Task item ->
Your answer must be one number: the count of lines below that hold the word "leaf".

Dataset entries:
# # #
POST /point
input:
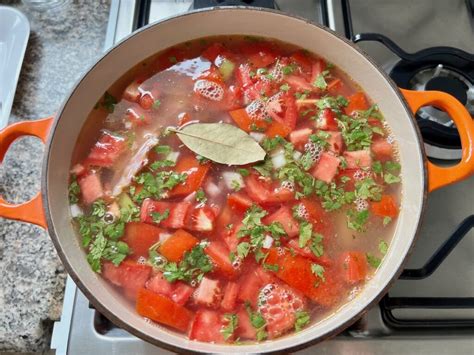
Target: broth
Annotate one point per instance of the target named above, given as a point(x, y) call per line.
point(228, 253)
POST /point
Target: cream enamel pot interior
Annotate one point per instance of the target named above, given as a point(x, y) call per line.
point(61, 133)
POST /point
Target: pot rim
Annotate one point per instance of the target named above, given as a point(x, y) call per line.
point(117, 320)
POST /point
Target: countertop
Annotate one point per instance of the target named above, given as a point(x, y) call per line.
point(63, 43)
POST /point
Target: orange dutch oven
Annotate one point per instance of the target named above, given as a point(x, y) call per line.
point(50, 208)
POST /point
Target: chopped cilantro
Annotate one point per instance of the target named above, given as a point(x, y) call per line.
point(391, 179)
point(156, 104)
point(201, 196)
point(318, 270)
point(306, 231)
point(158, 217)
point(285, 87)
point(232, 323)
point(194, 265)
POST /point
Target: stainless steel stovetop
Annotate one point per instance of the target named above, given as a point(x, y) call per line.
point(423, 313)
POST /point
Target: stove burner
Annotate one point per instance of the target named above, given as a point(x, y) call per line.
point(438, 68)
point(199, 4)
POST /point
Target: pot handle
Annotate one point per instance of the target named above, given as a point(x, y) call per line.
point(441, 176)
point(32, 210)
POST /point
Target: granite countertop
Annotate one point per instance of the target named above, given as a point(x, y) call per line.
point(63, 43)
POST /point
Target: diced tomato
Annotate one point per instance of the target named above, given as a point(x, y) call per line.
point(291, 111)
point(159, 284)
point(307, 253)
point(146, 100)
point(303, 61)
point(220, 256)
point(326, 168)
point(358, 159)
point(357, 102)
point(280, 307)
point(239, 201)
point(178, 292)
point(265, 194)
point(202, 219)
point(207, 326)
point(230, 236)
point(277, 129)
point(258, 89)
point(327, 120)
point(209, 293)
point(245, 329)
point(317, 68)
point(244, 121)
point(386, 207)
point(230, 296)
point(174, 248)
point(300, 137)
point(196, 173)
point(163, 310)
point(243, 75)
point(335, 142)
point(183, 118)
point(382, 149)
point(177, 212)
point(181, 293)
point(140, 237)
point(296, 272)
point(137, 116)
point(298, 83)
point(285, 217)
point(107, 150)
point(132, 92)
point(129, 274)
point(91, 188)
point(355, 266)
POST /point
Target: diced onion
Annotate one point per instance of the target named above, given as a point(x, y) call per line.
point(212, 189)
point(231, 178)
point(173, 156)
point(279, 161)
point(267, 242)
point(297, 155)
point(257, 136)
point(76, 211)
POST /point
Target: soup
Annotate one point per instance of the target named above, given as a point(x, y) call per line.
point(230, 252)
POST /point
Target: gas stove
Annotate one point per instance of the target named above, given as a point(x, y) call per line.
point(423, 44)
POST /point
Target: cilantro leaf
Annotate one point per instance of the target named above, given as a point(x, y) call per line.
point(302, 319)
point(232, 323)
point(373, 260)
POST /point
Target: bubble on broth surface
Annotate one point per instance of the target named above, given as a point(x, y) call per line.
point(209, 89)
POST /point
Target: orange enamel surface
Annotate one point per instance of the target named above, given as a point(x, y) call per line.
point(32, 210)
point(442, 176)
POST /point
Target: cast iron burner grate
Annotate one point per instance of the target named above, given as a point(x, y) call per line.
point(437, 68)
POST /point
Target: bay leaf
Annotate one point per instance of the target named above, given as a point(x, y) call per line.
point(221, 142)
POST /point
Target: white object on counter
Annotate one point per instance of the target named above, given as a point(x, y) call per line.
point(14, 33)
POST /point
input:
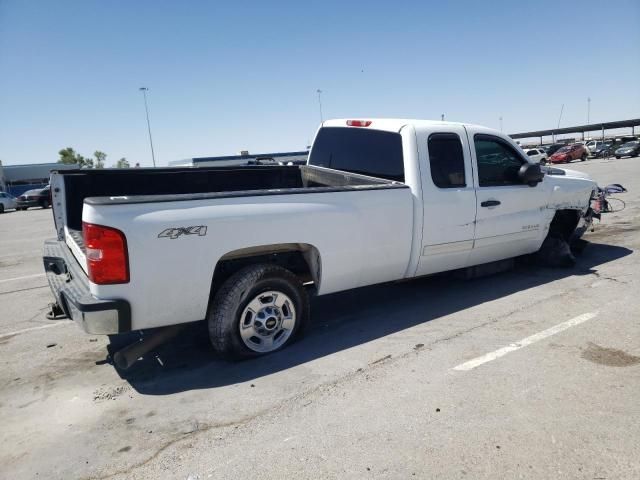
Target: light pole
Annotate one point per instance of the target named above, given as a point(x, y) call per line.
point(146, 109)
point(319, 92)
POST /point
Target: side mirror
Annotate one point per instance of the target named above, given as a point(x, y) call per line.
point(531, 174)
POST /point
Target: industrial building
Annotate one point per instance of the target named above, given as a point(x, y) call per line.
point(17, 179)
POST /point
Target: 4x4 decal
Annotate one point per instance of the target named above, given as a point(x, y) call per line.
point(176, 232)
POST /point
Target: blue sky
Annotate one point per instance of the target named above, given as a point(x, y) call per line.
point(228, 76)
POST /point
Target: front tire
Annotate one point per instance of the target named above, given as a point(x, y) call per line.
point(258, 310)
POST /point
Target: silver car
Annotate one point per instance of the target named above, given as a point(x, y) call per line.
point(7, 202)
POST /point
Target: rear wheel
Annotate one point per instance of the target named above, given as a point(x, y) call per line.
point(258, 310)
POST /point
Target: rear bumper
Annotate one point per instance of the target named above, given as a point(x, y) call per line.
point(70, 287)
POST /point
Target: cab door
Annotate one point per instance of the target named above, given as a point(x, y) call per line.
point(449, 198)
point(511, 215)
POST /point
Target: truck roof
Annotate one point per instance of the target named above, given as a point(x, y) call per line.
point(392, 124)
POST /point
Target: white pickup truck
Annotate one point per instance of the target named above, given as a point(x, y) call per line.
point(243, 247)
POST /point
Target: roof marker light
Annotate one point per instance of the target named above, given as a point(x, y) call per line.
point(358, 123)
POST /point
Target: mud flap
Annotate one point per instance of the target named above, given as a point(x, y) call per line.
point(556, 252)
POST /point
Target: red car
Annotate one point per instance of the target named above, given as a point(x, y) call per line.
point(570, 152)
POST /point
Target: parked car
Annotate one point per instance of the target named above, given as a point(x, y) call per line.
point(553, 148)
point(40, 197)
point(629, 149)
point(537, 155)
point(605, 149)
point(592, 145)
point(569, 153)
point(378, 200)
point(7, 202)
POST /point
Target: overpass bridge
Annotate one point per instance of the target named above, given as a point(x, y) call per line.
point(591, 127)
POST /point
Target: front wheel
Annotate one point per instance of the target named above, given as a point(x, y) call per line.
point(258, 310)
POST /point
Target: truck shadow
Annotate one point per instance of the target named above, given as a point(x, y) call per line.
point(341, 321)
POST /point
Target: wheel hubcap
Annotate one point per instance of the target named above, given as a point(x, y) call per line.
point(267, 321)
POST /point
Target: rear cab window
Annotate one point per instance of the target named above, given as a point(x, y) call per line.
point(375, 153)
point(446, 160)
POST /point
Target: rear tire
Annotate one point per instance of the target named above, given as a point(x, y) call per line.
point(258, 310)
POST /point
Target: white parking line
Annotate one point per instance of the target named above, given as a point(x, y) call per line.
point(25, 330)
point(21, 278)
point(476, 362)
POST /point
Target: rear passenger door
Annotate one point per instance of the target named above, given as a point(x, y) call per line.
point(510, 216)
point(449, 198)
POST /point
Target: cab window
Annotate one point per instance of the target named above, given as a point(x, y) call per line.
point(446, 160)
point(498, 162)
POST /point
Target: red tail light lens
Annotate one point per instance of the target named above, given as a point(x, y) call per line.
point(358, 123)
point(106, 251)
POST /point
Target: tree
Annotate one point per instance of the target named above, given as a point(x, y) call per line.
point(101, 157)
point(122, 163)
point(68, 156)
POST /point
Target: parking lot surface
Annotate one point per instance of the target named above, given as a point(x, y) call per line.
point(532, 373)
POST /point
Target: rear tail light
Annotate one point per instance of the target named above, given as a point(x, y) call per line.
point(106, 251)
point(358, 123)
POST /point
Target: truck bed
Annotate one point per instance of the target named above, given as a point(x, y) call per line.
point(111, 186)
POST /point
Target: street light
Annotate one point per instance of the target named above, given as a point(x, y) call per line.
point(319, 92)
point(146, 109)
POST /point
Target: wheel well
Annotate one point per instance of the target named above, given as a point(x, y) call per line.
point(564, 224)
point(301, 259)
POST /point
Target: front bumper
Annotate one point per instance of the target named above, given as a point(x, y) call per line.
point(70, 287)
point(28, 203)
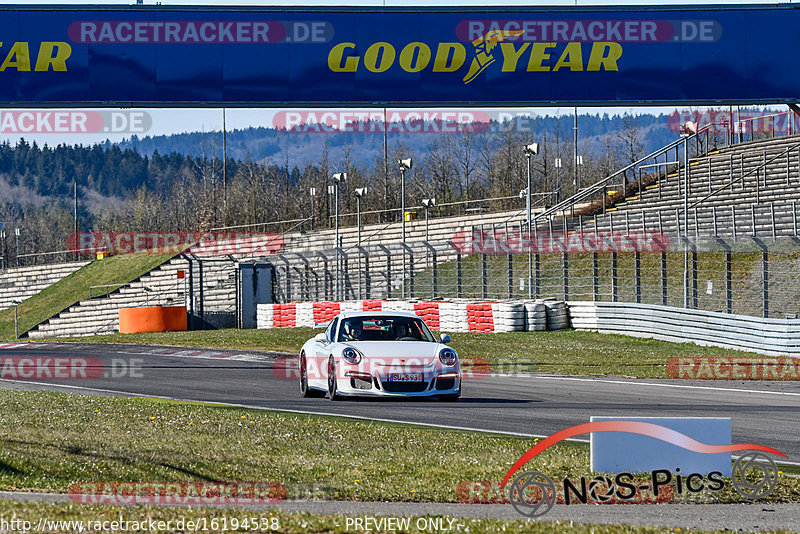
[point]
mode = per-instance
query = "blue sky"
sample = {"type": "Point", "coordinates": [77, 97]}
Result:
{"type": "Point", "coordinates": [167, 121]}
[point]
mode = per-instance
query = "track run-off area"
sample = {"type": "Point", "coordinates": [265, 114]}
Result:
{"type": "Point", "coordinates": [534, 405]}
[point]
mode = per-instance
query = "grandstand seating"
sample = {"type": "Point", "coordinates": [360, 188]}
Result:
{"type": "Point", "coordinates": [100, 315]}
{"type": "Point", "coordinates": [763, 204]}
{"type": "Point", "coordinates": [20, 283]}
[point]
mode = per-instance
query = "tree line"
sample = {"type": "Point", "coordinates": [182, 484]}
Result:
{"type": "Point", "coordinates": [120, 189]}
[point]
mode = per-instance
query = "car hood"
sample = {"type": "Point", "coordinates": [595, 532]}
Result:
{"type": "Point", "coordinates": [422, 351]}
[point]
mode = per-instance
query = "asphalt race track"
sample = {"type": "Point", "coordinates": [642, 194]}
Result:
{"type": "Point", "coordinates": [762, 412]}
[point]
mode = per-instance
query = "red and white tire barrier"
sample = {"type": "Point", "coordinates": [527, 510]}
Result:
{"type": "Point", "coordinates": [445, 316]}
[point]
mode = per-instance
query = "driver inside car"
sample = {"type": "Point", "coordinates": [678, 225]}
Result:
{"type": "Point", "coordinates": [353, 331]}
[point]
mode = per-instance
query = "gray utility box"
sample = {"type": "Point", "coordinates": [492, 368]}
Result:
{"type": "Point", "coordinates": [256, 283]}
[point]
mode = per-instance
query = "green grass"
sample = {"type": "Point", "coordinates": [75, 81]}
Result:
{"type": "Point", "coordinates": [288, 523]}
{"type": "Point", "coordinates": [75, 287]}
{"type": "Point", "coordinates": [53, 440]}
{"type": "Point", "coordinates": [563, 352]}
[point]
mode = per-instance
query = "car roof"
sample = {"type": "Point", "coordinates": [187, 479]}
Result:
{"type": "Point", "coordinates": [345, 315]}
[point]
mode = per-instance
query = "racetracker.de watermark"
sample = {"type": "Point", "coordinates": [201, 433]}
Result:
{"type": "Point", "coordinates": [618, 31]}
{"type": "Point", "coordinates": [68, 368]}
{"type": "Point", "coordinates": [402, 121]}
{"type": "Point", "coordinates": [199, 31]}
{"type": "Point", "coordinates": [288, 368]}
{"type": "Point", "coordinates": [745, 368]}
{"type": "Point", "coordinates": [74, 121]}
{"type": "Point", "coordinates": [177, 493]}
{"type": "Point", "coordinates": [198, 243]}
{"type": "Point", "coordinates": [744, 121]}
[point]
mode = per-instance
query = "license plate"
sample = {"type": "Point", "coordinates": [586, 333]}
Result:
{"type": "Point", "coordinates": [405, 377]}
# # #
Exercise result ->
2